Exercise:
Set out every row below as a Markdown table with the columns "No." and "Line", numbering the rows in order and skipping blank lines.

Records for this exercise:
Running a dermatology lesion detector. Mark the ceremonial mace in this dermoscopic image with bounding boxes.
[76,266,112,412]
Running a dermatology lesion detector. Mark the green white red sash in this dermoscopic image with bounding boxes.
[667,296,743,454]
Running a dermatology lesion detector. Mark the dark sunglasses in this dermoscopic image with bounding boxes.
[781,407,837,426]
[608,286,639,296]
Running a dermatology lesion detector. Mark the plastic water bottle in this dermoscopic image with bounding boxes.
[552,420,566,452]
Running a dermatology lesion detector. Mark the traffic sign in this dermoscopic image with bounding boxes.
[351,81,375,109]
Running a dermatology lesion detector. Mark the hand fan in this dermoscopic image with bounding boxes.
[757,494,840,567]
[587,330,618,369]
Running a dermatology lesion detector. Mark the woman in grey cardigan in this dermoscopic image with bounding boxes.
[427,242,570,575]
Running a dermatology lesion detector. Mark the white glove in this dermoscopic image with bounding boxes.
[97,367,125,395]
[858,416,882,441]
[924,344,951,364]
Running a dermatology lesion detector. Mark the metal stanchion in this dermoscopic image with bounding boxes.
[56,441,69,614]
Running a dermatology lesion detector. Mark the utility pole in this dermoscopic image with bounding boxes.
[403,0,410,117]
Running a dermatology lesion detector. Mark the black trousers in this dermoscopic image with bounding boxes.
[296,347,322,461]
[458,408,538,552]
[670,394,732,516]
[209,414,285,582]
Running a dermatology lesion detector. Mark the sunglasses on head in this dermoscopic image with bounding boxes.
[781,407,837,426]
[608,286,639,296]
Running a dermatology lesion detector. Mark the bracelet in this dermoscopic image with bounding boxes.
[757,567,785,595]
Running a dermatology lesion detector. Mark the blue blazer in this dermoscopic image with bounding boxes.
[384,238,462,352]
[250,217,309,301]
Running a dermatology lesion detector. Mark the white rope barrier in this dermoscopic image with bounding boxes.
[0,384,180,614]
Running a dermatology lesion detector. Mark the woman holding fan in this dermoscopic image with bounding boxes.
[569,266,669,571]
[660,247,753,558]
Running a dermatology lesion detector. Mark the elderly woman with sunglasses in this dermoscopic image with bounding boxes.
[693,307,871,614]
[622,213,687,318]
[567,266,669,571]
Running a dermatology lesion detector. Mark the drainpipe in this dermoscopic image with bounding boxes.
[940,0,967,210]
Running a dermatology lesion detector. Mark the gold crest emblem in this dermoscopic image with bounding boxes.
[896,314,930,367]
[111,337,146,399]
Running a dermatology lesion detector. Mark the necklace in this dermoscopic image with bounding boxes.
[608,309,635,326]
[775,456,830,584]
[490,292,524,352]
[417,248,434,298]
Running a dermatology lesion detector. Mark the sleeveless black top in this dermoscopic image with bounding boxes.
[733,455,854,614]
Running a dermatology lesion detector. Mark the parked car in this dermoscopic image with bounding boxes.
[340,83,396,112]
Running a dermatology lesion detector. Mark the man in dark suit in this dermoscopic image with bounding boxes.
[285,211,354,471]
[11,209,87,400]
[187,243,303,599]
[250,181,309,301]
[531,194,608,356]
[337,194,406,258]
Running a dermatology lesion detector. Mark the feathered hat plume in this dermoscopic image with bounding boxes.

Solution to the problem:
| No. | Line |
|---|---|
| 1 | Running a dermatology lesion detector. Mark the ceremonial mace in this dermoscopic image with bounding boxes. |
| 2 | [76,266,112,412] |
| 3 | Running a dermatology lesion detector. Mark the green white red sash in this dermoscopic image with bounding boxes. |
| 4 | [667,296,743,454] |
| 5 | Running a dermatology lesion detector. Mark the dark sunglasses in this dermoscopic image with bounding boxes. |
| 6 | [781,407,837,426] |
| 7 | [608,286,639,296] |
| 8 | Running a dermatology lesion detector. Mark the plastic water bottle in this dermoscopic image with bounding boxes. |
| 9 | [552,420,566,452] |
| 10 | Running a dermatology lesion detector. Mark the traffic sign in this dermoscopic image with bounding boxes. |
| 11 | [351,81,375,109] |
| 12 | Running a dermatology lesion detector. Mark the hand fan in this dermoscopic image with bounding boxes. |
| 13 | [757,494,840,567] |
| 14 | [587,330,618,369] |
| 15 | Running a dermatology lesion detector. Mark the woman in grey cardigan in this dermoscopic image with bounding boxes. |
| 16 | [427,242,570,575] |
| 17 | Running a dermatology lesion detector. Mark the white glove in this dermoscopic image with bounding boxes. |
| 18 | [97,367,125,395] |
| 19 | [858,416,882,441] |
| 20 | [924,344,951,364] |
| 21 | Running a dermatology lesion detector. Mark the metal stanchion in this dermoscopic image with bounding boxes. |
| 22 | [56,441,69,614] |
| 23 | Running a dermatology lesion detector. Mark the utility pole in this dermoscopic image with bounding boxes. |
| 24 | [403,0,410,117] |
| 25 | Running a dermatology lesion detector. Mark the black trousers in this dermoscopic image with bounding boxes. |
| 26 | [296,347,322,461] |
| 27 | [458,408,538,552] |
| 28 | [670,394,732,516] |
| 29 | [209,414,285,582] |
| 30 | Running a dermatology lesion detector. Mark the sunglasses on head in this dermoscopic image with bounding boxes. |
| 31 | [781,407,837,426] |
| 32 | [608,286,639,296] |
| 33 | Running a dermatology lesion detector. Mark the bracelet in this dermoscopic image with bounding boxes. |
| 34 | [757,567,785,595] |
| 35 | Running a dermatology lesion detector. Mark the blue blazer in this dermoscopic image with bounding boxes. |
| 36 | [384,238,462,352] |
| 37 | [250,217,309,301] |
| 38 | Running a dermatology lesion detector. Mark the white rope barrier in this dermoscopic image with bounding boxes. |
| 39 | [0,384,180,614] |
| 40 | Running a dermatology lesion detector. Mark the woman holding fan in this dermoscopic image with bounding boxes. |
| 41 | [569,266,669,571] |
| 42 | [660,247,753,558] |
| 43 | Running a dermatology lesion detector. Mark the elderly woman with sunglasses in this dermoscopic image with bounding boxes. |
| 44 | [693,307,871,614] |
| 45 | [622,213,687,318] |
| 46 | [567,266,669,571] |
| 47 | Running a dermatology lesion detector. Mark the drainpipe in this dermoscopic image with bounding boxes. |
| 48 | [940,0,967,210] |
| 49 | Running a dermatology lesion detector. Mark the gold crest emblem in this dermoscopic image with bounding boxes. |
| 50 | [896,314,930,367] |
| 51 | [111,337,146,399] |
| 52 | Running a dermatology lesion detector. Mark the necklace in this dermoscopic image with bounding boxes. |
| 53 | [608,309,635,326] |
| 54 | [775,456,830,584] |
| 55 | [490,292,524,352] |
| 56 | [417,248,434,298] |
| 57 | Running a dermatology lesion detector. Mark the sleeveless black top in this dermoscopic image with bounding boxes. |
| 58 | [733,455,854,614] |
| 59 | Running a dermatology lesion detector. Mark the parked car in this dermoscopic image with bounding boxes. |
| 60 | [340,83,396,112] |
| 61 | Running a dermatology lesion detector. Mark the man in dark suit in this dermoscopic image with bounding boxes. |
| 62 | [285,211,354,471] |
| 63 | [11,209,87,400] |
| 64 | [187,243,303,599] |
| 65 | [250,181,309,301] |
| 66 | [531,194,608,356] |
| 67 | [337,194,406,258] |
| 68 | Running a dermatology lesion detector. Mark the feathered hat plume in this dermoscopic image with bounding boxes. |